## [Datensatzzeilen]
____________

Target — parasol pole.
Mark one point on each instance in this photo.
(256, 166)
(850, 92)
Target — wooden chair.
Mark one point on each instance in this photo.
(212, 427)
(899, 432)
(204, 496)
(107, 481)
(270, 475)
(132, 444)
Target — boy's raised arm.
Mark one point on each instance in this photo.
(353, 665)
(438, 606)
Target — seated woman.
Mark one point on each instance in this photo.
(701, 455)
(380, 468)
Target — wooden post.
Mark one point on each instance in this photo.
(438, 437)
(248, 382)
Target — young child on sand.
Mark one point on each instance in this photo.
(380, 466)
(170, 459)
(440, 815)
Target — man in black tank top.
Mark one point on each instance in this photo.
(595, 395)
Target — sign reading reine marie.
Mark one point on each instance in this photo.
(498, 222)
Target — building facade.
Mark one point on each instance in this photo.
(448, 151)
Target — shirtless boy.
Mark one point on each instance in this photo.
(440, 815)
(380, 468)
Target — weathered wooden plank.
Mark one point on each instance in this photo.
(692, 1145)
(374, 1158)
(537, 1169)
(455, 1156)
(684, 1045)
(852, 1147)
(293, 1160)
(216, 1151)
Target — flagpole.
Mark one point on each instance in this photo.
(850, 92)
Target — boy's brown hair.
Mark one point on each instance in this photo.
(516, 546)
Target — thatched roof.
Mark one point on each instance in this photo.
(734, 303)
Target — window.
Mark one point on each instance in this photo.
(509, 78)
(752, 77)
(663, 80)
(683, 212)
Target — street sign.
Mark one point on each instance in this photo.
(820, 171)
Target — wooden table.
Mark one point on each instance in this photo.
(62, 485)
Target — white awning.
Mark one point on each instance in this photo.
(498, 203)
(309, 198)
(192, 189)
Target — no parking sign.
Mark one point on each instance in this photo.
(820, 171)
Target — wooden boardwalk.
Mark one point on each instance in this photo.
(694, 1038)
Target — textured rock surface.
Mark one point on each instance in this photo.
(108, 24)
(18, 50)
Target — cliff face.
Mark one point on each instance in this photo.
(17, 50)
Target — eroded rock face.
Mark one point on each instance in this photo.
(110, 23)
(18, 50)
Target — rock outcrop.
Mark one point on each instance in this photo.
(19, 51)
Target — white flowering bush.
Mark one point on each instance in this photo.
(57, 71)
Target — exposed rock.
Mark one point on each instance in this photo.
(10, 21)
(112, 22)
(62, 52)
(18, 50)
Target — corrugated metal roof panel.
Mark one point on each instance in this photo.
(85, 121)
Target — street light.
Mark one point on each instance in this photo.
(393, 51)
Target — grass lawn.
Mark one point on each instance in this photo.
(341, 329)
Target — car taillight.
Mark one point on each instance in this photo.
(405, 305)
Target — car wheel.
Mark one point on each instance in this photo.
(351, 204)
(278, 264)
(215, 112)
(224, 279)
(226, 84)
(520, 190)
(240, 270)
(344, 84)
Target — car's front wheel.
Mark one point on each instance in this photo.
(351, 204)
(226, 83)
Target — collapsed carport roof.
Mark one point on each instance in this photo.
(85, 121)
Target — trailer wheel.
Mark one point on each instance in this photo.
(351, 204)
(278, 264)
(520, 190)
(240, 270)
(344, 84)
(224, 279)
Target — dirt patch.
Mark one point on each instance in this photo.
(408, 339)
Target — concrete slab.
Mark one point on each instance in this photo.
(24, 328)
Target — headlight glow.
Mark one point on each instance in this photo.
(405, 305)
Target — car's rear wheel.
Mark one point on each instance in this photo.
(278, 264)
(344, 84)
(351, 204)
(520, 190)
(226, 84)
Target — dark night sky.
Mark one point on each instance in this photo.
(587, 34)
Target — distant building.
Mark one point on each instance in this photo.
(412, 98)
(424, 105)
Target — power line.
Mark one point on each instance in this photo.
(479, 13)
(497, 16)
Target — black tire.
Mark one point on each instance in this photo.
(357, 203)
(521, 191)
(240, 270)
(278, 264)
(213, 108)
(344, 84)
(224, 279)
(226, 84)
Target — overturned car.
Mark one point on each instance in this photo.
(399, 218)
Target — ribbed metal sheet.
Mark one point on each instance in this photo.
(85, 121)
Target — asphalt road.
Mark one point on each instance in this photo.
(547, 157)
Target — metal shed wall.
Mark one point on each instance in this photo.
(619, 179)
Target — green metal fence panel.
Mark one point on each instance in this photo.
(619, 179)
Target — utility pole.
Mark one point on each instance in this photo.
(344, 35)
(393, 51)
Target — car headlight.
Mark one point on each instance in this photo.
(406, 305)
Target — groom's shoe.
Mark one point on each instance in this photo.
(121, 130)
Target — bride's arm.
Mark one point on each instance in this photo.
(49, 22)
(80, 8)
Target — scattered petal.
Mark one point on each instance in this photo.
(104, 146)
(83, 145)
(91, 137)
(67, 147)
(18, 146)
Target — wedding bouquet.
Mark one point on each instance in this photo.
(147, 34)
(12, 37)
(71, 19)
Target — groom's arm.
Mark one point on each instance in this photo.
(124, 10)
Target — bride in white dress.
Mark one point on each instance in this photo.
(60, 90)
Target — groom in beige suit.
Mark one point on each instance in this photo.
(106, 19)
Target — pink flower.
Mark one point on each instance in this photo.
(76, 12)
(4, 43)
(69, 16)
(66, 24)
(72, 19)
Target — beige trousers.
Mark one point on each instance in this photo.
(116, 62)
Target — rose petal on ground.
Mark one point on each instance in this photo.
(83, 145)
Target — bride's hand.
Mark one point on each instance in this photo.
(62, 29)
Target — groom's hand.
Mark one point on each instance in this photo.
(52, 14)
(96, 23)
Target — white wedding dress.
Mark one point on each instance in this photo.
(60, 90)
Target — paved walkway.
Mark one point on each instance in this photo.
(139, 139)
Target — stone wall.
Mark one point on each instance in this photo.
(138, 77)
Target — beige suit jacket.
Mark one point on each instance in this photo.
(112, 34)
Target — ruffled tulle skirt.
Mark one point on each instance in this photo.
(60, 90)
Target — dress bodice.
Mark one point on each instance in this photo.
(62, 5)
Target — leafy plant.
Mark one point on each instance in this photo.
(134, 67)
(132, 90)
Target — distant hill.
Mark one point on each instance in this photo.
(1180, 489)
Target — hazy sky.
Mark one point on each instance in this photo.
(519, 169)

____________

Ändere die Zeilen der Auflistung ab der Zeile mit „Target — stone wall.“ bis einschließlich zum Ende der Auflistung, indem du „instance“ durch „occurrence“ ersetzt. Gib nur diese Zeilen wieder und lass alles andere darin unverändert.

## [Endergebnis]
Target — stone wall.
Mark one point on each occurrence in this photo.
(138, 77)
Target — beige suit jacket.
Mark one point on each occurrence in this photo.
(112, 34)
Target — ruffled tulle skirt.
Mark one point on each occurrence in this photo.
(60, 90)
Target — dress bodice.
Mark one point on each occurrence in this photo.
(62, 5)
Target — leafy plant.
Mark one point on each occurrence in this photo.
(134, 67)
(132, 90)
Target — distant hill.
Mark one point on each occurrence in this photo.
(1180, 489)
Target — hazy sky.
Mark one point on each occurrence in this photo.
(519, 169)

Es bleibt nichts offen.